**INFORMATION SHOWN:**

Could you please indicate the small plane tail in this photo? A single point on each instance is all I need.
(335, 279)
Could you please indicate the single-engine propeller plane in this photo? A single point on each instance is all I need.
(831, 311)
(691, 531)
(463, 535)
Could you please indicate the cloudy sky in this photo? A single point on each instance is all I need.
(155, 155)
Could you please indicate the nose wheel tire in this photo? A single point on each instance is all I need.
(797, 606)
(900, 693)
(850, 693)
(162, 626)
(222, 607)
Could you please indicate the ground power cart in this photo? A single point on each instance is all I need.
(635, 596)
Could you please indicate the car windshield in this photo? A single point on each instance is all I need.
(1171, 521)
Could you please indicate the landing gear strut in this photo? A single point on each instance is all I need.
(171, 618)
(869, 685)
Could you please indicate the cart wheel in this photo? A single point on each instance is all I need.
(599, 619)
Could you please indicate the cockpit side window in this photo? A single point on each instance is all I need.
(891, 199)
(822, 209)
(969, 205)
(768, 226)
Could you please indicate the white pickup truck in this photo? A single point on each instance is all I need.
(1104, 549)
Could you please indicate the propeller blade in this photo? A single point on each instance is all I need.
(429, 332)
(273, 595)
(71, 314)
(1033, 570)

---

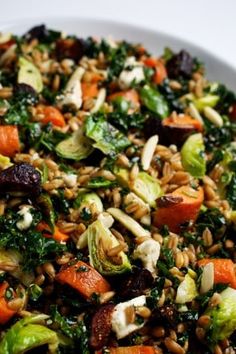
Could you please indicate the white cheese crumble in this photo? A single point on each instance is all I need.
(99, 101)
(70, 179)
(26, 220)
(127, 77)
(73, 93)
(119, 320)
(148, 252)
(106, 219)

==

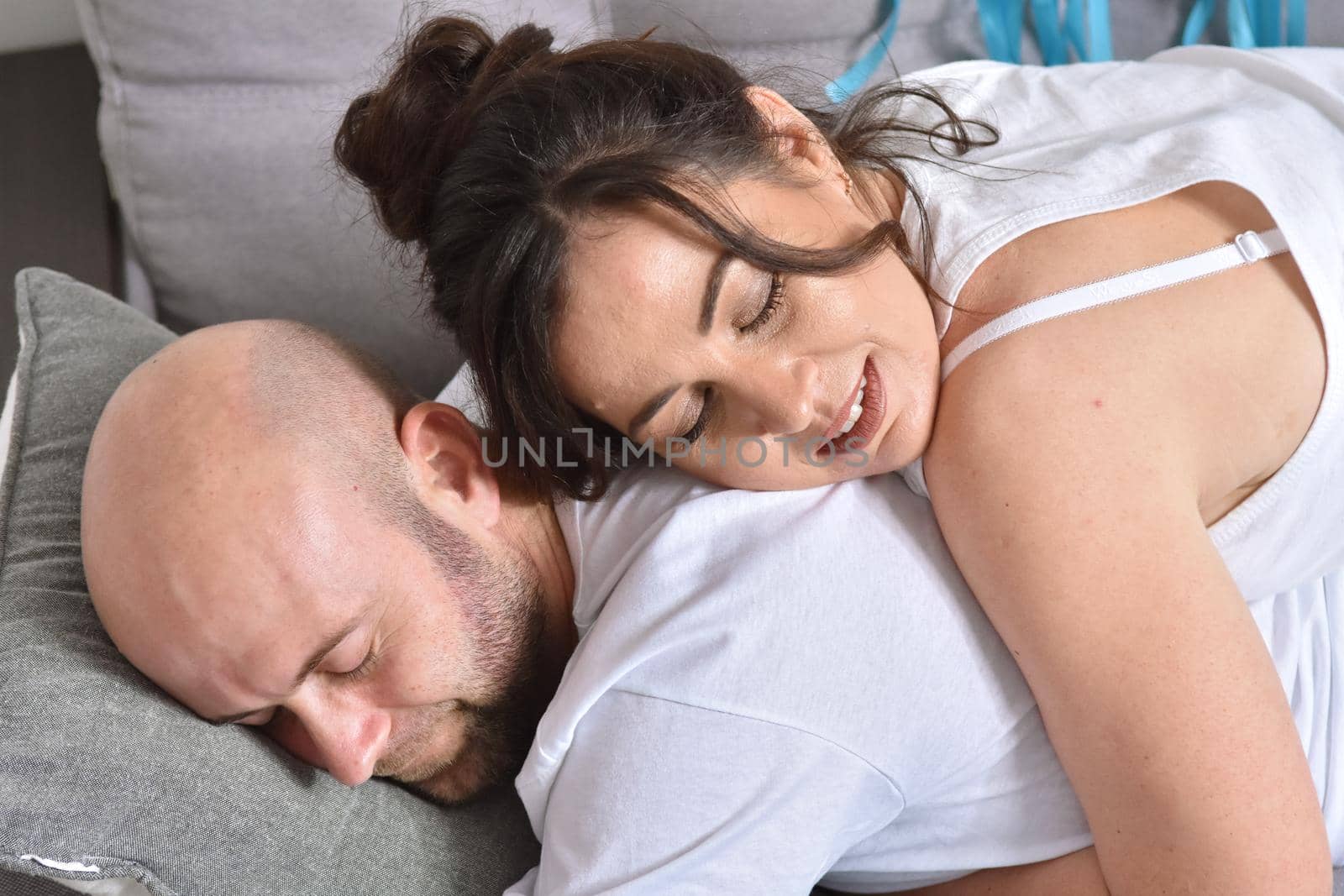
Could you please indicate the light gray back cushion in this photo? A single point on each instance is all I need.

**WHAT YOU SHOULD DO:** Copy out the records everything from the line containing "Could you please indicate the white pickup" down to the line containing "(1104, 549)", keeping every line the same.

**TASK SOLUTION:**
Could you please indicate the white pickup truck in this photo? A single point on each instance is all I need.
(1104, 549)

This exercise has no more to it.